» **原文节选**:
↓↓↓
对我来说,老家,是一种情怀。每当提起老家时,脑海中总会浮现出一排排老房子的画面。
老家的老房子是清一色的草坯房。就是用泥坯堆砌墙壁,架上木质的房梁,再用厚厚的芦苇杆子铺盖在上面,然后抹上泥浆,使芦苇与泥浆无缝对接,自上而下铺盖下来,就形成了既有厚度又有层次感的房盖儿。
刚建成的草坯房,房顶上还呈现出干芦苇的些许奶白色,经过四季的风吹雨淋之后,就开始转为褐色,时间再久一些,就变成了深褐色,多年之后,就如一顶黑色的帽子,牢牢地扣在矮墩墩的土坯房上了。
有很多年,村子里没有新建的房子,于是,清一色的草房子是村民们的标配。那时候的人们,似乎没有梦想过有一天会住上砖瓦房,几代人几间房子足以维持几十年的生活。
于是,炊烟袅袅升起的时候,黑色的房顶上冒着灰白色的炊烟,与晨雾缭绕,远山作衬,如一幅浑然天成的水墨画。早起的耕牛,低调地叫了一声之后,便开始它一天的牛生。与公鸡的高调相比,安静的村庄更像一头默默耕耘的老黄牛。
村庄不会总是这么安静,可是,一个古老的村庄,想不安静又能喧嚣到哪里去?无非是孩子们的嬉笑打闹的声音,夫妻之间拌嘴的声音,男人们在一起侃大山、女人们在一起扯闲嗑时的笑声,还有偶尔邻里之间因地边地角纷争而吵架甚至冲突的声音……
而所有的喧嚣,都止于油灯昏黄的夜晚时分。一切,又归于沉静。没有电视机的时代,听窗外的风声或者雨声,听远处传来的消防车的声音,也听狗儿在夜里跟路人叫嚣的狂吠之声……
如果没有狗儿,村庄的夜晚,只剩下令人窒息和恐怖的漆黑夜色,想一想都觉得寸步难行。倘若从哪里突然跳出个影子来,不喊鬼来了才怪呢!难怪老人们常说:天黑不走夜路。
然而,就是这样漆黑的夜色和令人恐怖的夜晚,才造就了一成不变的安静的乡村生活。日出而作,日落而息——如宇宙的自然法则,没有谁会去打破这个循环,也没有谁去怀疑这样的生活。
↑↑↑
» **练习题目**:
照原文抄录这篇写老家草坯房的文字,从含有“对我来说,老家,是一种情怀。每当提起老家时,脑海中总会浮现出一排排老房子的画面。”的地方起,抄到“间房子足以维持几十年的生活。”为止。

源数据
↓↓↓
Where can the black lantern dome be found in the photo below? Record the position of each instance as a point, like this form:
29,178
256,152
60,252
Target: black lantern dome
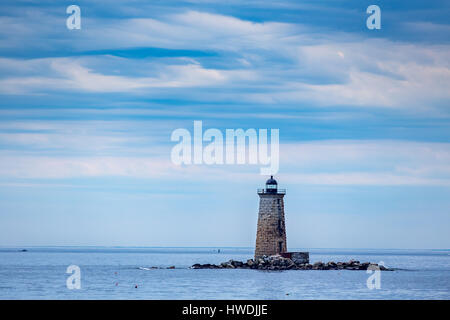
271,185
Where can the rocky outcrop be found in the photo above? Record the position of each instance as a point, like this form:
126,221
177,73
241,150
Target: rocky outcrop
277,262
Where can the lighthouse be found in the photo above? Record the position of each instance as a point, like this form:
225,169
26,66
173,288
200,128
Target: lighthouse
271,233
↑↑↑
» **参考答案**:
对我来说,老家,是一种情怀。每当提起老家时,脑海中总会浮现出一排排老房子的画面。
老家的老房子是清一色的草坯房。就是用泥坯堆砌墙壁,架上木质的房梁,再用厚厚的芦苇杆子铺盖在上面,然后抹上泥浆,使芦苇与泥浆无缝对接,自上而下铺盖下来,就形成了既有厚度又有层次感的房盖儿。
刚建成的草坯房,房顶上还呈现出干芦苇的些许奶白色,经过四季的风吹雨淋之后,就开始转为褐色,时间再久一些,就变成了深褐色,多年之后,就如一顶黑色的帽子,牢牢地扣在矮墩墩的土坯房上了。
有很多年,村子里没有新建的房子,于是,清一色的草房子是村民们的标配。那时候的人们,似乎没有梦想过有一天会住上砖瓦房,几代人几间房子足以维持几十年的生活。